:: Material for this task ::

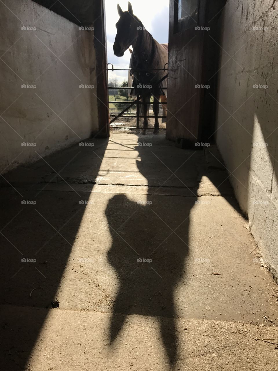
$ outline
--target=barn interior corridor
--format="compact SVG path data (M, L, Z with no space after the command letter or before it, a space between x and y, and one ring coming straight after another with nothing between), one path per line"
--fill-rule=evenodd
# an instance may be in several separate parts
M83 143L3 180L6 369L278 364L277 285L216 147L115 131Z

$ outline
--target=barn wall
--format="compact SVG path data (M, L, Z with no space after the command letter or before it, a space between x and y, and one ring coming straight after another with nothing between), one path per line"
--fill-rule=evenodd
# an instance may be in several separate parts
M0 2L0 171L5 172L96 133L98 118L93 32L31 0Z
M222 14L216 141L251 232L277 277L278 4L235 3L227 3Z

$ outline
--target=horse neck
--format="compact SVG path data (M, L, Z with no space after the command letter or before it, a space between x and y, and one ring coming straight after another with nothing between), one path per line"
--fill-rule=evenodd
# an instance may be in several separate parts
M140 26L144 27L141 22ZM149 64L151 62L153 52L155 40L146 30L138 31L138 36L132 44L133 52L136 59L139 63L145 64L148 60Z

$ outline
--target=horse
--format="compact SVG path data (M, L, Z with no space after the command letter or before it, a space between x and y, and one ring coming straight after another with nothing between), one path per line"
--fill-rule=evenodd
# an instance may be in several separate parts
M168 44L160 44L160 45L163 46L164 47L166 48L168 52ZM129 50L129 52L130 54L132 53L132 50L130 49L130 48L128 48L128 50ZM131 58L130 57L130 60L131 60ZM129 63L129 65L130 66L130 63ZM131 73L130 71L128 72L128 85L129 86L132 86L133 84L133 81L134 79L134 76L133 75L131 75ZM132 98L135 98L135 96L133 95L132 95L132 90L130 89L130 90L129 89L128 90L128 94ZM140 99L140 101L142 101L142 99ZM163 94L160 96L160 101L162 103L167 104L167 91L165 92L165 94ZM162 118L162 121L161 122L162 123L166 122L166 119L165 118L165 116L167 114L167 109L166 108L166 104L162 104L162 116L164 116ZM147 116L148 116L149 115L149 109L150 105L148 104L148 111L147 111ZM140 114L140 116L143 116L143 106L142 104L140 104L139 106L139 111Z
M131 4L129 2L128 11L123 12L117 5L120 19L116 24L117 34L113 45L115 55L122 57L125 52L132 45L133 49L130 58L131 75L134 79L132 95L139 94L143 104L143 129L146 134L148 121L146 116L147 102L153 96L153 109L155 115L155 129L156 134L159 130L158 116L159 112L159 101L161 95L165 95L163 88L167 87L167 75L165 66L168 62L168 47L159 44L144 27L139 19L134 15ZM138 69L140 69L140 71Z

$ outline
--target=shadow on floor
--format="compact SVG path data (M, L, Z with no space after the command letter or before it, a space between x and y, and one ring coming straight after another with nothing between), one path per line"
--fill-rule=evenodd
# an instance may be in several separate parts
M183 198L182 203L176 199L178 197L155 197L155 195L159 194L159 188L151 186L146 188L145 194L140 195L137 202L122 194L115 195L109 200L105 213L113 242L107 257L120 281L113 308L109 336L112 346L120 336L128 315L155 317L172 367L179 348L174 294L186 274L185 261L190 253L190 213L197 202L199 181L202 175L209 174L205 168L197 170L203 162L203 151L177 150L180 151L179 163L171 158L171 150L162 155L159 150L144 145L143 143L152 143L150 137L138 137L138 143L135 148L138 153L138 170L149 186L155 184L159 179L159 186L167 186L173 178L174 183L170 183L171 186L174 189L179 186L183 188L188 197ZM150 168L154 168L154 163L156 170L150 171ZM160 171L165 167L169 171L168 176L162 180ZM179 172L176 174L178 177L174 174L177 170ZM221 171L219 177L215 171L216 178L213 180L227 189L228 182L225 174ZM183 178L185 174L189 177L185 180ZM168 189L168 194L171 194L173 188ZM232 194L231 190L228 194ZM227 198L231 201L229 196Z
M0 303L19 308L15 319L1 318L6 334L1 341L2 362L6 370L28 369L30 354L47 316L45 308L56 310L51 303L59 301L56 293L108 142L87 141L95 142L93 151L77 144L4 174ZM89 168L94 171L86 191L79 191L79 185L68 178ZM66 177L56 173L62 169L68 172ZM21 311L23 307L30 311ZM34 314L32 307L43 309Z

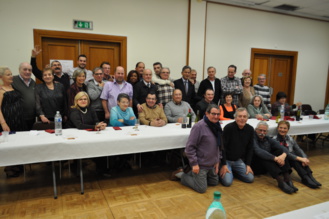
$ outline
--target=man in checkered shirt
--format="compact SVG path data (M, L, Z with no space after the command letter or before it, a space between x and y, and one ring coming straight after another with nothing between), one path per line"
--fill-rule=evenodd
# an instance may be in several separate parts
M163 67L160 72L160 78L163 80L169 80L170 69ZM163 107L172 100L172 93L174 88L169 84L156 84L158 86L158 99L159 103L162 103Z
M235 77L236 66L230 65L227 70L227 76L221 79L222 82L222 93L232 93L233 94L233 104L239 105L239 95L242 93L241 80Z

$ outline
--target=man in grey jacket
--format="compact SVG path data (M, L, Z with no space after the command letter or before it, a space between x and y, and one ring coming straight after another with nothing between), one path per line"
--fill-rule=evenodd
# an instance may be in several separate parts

:::

→ **Exercise requirements**:
Reproduce every item above with "barn wall" changed to "stable wall" and every other line unchanged. Omit the pictures from your answer.

→ **Reply**:
$ outline
--target=barn interior corridor
--format="compact SVG path data (M, L, Z with no space after the command letter or before it, a space between x and y, and one ring coming straight after another with nothing between), one path per line"
--fill-rule=evenodd
# an instance may be in several separate parts
M83 143L3 180L6 369L278 364L277 285L216 147L115 131Z

$ outline
--target=stable wall
--format="compact SVG path data (M, L, Z with no space after the command letter or before it, a space between x and y, and one ring coming straight after another with nothing between), one path per line"
--fill-rule=evenodd
# an instance may be in several separate parts
M0 2L0 171L5 172L96 133L98 118L93 32L31 0Z
M222 14L216 141L251 232L277 277L278 4L235 3L227 3Z

$ outline
--target=horse neck
--format="compact SVG path data (M, L, Z with no space after the command letter or before it, a space between x and y, and one ring coming straight after another with nothing between), one path per line"
--fill-rule=evenodd
# an instance may be in several separate parts
M140 26L144 27L141 22ZM149 64L151 62L153 52L155 40L146 30L138 31L138 36L132 44L133 52L136 59L139 63L145 64L148 60Z

$ outline
--target=horse
--format="compact SVG path data (M, L, Z with no space after the command letter or before it, a space between x and y, and one ring coming straight after another with nothing between), one path per line"
--fill-rule=evenodd
# an instance may be in several separate parts
M168 44L160 44L160 45L163 46L164 47L166 48L168 52ZM129 50L129 52L130 54L132 53L132 50L130 49L130 48L128 48L128 50ZM131 58L130 57L130 60L131 60ZM129 63L129 65L130 66L130 63ZM131 73L130 71L128 72L128 85L129 86L132 86L133 84L133 81L134 79L134 76L133 75L131 75ZM132 98L135 98L135 96L133 95L132 95L132 90L130 89L130 90L129 89L128 90L128 94ZM140 99L140 101L142 101L142 99ZM163 94L160 96L160 101L162 103L167 104L167 91L165 92L165 94ZM162 118L162 121L161 122L162 123L166 122L166 119L165 118L165 116L167 114L167 109L166 108L166 104L162 104L162 116L164 116ZM147 116L148 116L149 115L149 109L150 105L148 104L148 111L147 111ZM140 114L140 116L143 116L143 106L142 104L140 104L139 106L139 111Z
M131 4L129 2L128 11L123 12L117 5L120 19L116 24L117 34L113 45L115 55L122 57L125 52L132 45L133 49L130 58L131 75L134 79L132 95L139 94L143 104L143 129L146 134L148 121L146 116L147 102L153 96L153 109L155 115L155 129L156 134L159 130L158 116L159 112L159 101L161 95L165 95L163 88L167 87L167 75L165 66L168 62L168 47L159 44L144 27L139 19L134 15ZM138 69L140 69L140 71Z

$ outline
--target=shadow on floor
--format="compact SVG path data (M, L, Z with no space after the command letter or before it, a space between x and y, and one ring coming straight after another with nothing between), one path per line"
--fill-rule=evenodd
# an instance may be in several separate parts
M183 198L182 203L176 199L178 197L155 197L155 195L159 194L159 188L151 186L146 188L145 194L140 195L137 202L122 194L115 195L109 200L105 213L113 242L107 257L120 281L113 308L109 336L112 346L120 336L128 315L155 317L172 367L179 348L174 294L186 274L185 261L190 253L190 213L197 202L199 181L202 175L209 174L205 168L197 170L203 162L203 151L177 150L180 151L179 163L171 158L171 150L162 155L159 150L144 145L143 143L152 143L150 137L138 137L138 143L135 148L138 153L138 170L149 186L155 184L159 179L159 186L167 186L173 178L174 183L170 183L171 186L174 189L179 186L183 188L188 197ZM150 168L154 168L154 163L156 170L150 171ZM160 171L165 167L169 171L168 176L162 180ZM179 172L176 174L178 177L174 174L177 170ZM221 171L219 177L215 171L216 178L213 180L227 189L228 182L225 174ZM183 178L185 174L189 177L185 180ZM168 189L168 194L171 194L173 188ZM232 194L231 190L228 194ZM227 198L231 201L229 196Z
M0 303L19 308L15 319L1 318L6 334L1 341L2 362L6 370L28 369L30 354L47 316L45 308L56 310L51 303L59 301L56 293L108 142L87 141L95 142L93 151L77 144L4 174ZM89 168L94 171L86 191L79 191L79 185L68 178ZM66 177L56 173L62 169L68 172ZM21 311L23 307L30 311ZM34 314L32 307L43 309Z

$ outline
--target=man in checkered shirt
--format="compact SVG path data (M, L, Z with no space after the command letter or before it, a space between x and y, and one ring coming straight after another with nothing between), one path per line"
--fill-rule=evenodd
# an instance may be in several separate parts
M163 67L160 72L160 78L163 80L169 80L170 69ZM163 107L172 100L172 93L174 88L169 84L156 84L158 86L158 99L159 103L162 103Z
M235 77L236 66L230 65L227 70L227 76L221 79L222 82L222 93L232 93L233 94L233 104L239 105L239 95L242 93L241 80Z

$ outline
--target=man in grey jacket
--format="compact SVG path data (M, L, Z with no space after the command letter or before it, a space between x and y, and one ring coming straight after another with nothing between), one path per line"
--fill-rule=evenodd
# an instance may be in several separate parts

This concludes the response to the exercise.